[WORK TO COMPLETE]
Find and copy the lines in the records beneath this task that contain the word "below".

[EXCERPTED RECORDS]

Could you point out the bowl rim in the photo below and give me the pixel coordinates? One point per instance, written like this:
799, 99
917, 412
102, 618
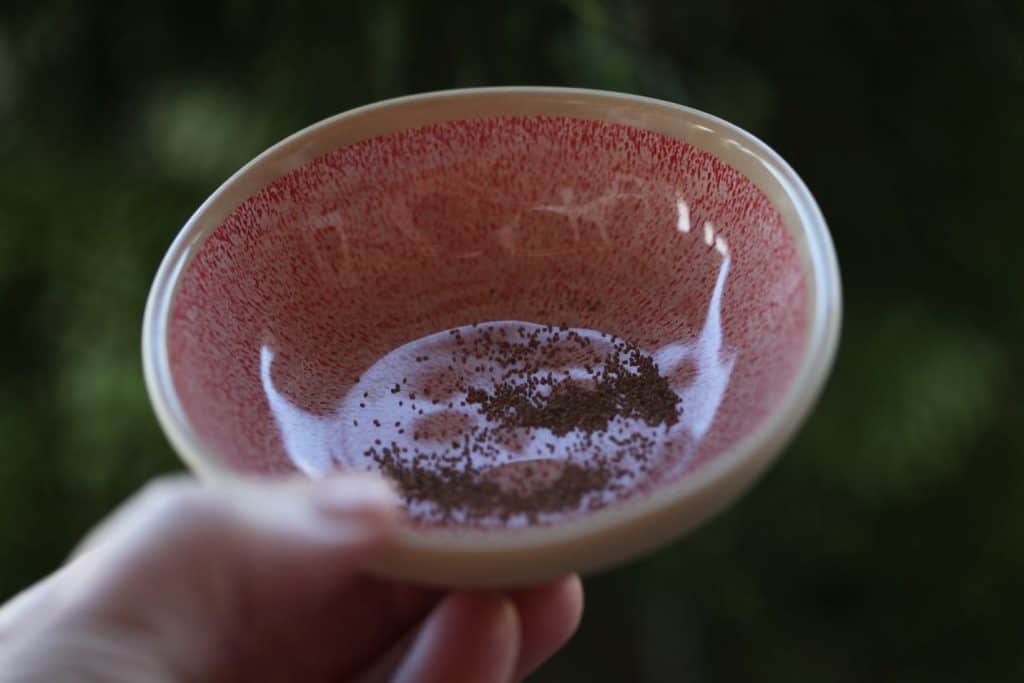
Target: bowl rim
729, 471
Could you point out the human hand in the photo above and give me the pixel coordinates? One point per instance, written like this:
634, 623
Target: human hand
262, 582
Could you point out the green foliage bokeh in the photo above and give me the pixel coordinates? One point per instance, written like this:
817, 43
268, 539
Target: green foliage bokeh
887, 544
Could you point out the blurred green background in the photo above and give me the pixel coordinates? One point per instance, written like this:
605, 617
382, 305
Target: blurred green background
888, 544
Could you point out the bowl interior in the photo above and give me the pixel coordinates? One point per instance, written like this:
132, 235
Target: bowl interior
280, 322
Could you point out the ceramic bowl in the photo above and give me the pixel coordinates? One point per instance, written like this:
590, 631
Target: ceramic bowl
299, 291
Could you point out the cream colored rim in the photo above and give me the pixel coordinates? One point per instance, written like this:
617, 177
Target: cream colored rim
606, 536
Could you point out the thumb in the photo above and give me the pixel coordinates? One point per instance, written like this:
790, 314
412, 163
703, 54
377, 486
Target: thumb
256, 530
201, 577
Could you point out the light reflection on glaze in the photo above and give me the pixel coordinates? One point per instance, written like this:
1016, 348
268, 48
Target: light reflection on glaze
316, 443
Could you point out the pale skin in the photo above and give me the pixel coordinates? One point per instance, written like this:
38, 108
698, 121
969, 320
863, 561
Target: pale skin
268, 583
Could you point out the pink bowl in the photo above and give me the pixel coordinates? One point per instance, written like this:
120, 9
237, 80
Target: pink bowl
282, 303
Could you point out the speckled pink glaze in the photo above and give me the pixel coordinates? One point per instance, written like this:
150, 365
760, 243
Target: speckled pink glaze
545, 219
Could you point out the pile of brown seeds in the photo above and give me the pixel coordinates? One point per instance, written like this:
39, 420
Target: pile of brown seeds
547, 384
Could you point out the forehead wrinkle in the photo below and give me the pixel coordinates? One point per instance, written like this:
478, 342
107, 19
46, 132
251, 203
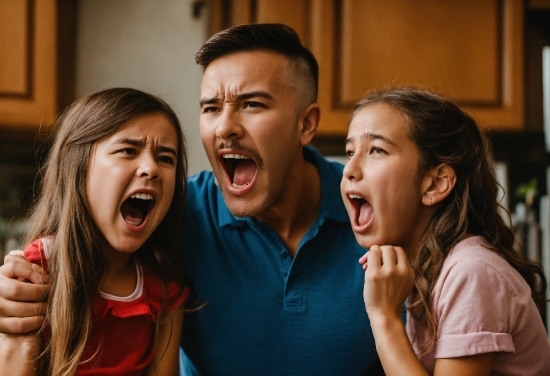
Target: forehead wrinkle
367, 136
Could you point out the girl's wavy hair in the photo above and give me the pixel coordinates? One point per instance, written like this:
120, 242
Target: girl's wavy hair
445, 134
76, 264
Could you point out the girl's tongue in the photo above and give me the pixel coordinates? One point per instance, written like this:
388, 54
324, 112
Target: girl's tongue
135, 210
365, 213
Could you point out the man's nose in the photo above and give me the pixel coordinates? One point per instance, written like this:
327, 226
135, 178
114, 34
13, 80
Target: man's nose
229, 125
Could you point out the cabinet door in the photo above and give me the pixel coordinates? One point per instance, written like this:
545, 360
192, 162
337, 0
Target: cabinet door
30, 45
470, 51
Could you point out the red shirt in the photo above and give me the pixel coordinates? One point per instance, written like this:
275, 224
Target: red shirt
123, 328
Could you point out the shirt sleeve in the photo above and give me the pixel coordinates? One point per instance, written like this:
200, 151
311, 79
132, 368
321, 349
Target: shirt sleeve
475, 311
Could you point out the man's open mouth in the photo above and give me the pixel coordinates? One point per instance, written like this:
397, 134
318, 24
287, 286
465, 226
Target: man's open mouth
135, 208
362, 210
239, 169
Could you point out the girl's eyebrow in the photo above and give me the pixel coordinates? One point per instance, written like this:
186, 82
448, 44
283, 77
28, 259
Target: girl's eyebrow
141, 143
371, 136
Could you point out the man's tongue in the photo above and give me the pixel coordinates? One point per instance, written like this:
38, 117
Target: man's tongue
132, 213
365, 213
244, 173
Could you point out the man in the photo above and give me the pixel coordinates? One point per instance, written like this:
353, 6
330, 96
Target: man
267, 241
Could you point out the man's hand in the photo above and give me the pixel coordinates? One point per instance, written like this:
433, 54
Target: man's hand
22, 304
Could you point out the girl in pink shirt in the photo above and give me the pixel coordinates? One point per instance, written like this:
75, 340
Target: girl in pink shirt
418, 186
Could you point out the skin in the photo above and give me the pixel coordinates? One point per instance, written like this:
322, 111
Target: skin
382, 168
249, 109
140, 158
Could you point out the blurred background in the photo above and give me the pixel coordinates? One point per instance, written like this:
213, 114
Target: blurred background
486, 55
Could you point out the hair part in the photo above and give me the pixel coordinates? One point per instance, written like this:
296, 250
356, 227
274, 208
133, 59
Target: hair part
302, 68
77, 263
444, 134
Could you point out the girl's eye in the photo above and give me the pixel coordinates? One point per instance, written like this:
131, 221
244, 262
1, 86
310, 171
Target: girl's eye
129, 151
377, 150
167, 159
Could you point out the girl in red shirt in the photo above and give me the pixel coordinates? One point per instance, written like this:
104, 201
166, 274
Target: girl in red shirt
106, 228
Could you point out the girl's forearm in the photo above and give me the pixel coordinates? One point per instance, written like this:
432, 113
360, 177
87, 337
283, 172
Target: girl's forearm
18, 355
393, 347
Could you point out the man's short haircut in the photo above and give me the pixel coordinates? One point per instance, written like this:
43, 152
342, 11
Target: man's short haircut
271, 37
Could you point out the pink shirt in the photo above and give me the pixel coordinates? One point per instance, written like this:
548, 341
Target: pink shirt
484, 305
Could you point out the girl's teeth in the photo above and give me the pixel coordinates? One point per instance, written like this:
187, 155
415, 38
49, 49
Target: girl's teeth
143, 196
233, 156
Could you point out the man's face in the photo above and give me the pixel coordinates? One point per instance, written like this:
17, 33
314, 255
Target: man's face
250, 129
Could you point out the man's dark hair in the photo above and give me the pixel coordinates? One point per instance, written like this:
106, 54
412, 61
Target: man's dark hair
272, 37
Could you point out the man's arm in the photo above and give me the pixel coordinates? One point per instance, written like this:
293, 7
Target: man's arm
22, 304
19, 354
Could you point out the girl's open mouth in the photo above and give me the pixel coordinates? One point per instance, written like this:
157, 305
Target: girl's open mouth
362, 211
135, 208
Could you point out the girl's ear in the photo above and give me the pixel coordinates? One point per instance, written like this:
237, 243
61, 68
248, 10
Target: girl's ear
309, 121
438, 183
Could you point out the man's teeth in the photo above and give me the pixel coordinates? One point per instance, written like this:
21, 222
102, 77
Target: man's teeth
239, 186
142, 196
234, 156
136, 223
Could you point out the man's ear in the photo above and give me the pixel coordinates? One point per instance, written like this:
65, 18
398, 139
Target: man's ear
437, 184
309, 122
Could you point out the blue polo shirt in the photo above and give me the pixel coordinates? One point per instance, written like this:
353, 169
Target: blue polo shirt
266, 312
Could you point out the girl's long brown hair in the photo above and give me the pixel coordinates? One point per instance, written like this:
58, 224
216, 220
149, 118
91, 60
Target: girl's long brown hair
445, 134
77, 264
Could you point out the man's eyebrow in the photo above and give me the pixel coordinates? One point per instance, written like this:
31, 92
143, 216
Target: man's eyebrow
140, 143
243, 96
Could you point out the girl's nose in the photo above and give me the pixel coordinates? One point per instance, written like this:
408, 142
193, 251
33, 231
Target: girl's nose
352, 170
148, 167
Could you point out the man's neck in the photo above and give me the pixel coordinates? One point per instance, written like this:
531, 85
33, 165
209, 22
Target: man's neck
297, 212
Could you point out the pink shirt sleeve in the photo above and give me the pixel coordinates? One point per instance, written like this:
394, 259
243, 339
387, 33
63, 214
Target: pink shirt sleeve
473, 286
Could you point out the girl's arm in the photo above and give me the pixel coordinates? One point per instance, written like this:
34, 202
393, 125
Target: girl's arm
389, 279
166, 351
19, 353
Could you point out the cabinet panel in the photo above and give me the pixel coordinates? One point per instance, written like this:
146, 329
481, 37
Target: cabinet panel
470, 51
36, 63
15, 40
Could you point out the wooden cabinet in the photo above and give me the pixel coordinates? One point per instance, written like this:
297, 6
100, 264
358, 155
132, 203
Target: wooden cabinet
36, 63
470, 51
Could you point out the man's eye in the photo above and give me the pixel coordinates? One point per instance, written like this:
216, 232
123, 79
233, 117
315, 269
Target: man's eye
253, 104
209, 109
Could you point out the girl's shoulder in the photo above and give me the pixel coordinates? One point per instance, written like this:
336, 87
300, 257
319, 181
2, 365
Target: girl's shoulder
159, 290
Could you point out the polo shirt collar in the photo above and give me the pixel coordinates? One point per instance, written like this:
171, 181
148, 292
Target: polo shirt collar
331, 200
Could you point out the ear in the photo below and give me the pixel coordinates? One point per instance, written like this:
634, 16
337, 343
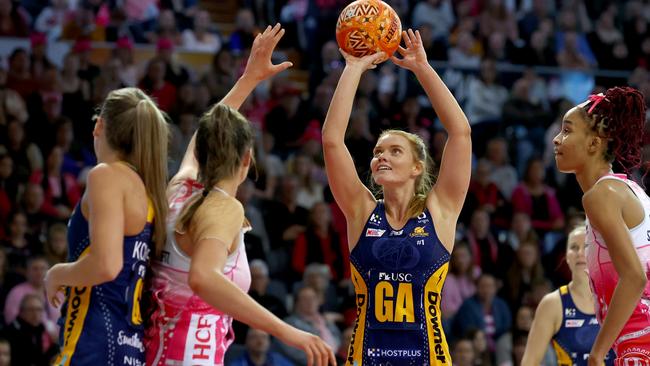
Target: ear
99, 127
596, 144
418, 168
247, 159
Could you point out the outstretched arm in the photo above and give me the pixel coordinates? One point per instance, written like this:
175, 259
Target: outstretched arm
258, 68
456, 166
548, 317
349, 192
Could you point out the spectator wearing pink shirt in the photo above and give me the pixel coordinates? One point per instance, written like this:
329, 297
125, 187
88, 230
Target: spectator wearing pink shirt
460, 281
36, 269
538, 200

[OUTPUT OF THE EXERCISE]
Could you point out the bowl rim in the photo below and give me the pixel coordinates? One point per instance, written like this:
Could you point out the forehead wrinkle in the photo below and give me the pixel coordinates? One point per instance, written like this:
Could you point out the ear in the photo below and give me the pixel coordinates? One point per instance, written like this:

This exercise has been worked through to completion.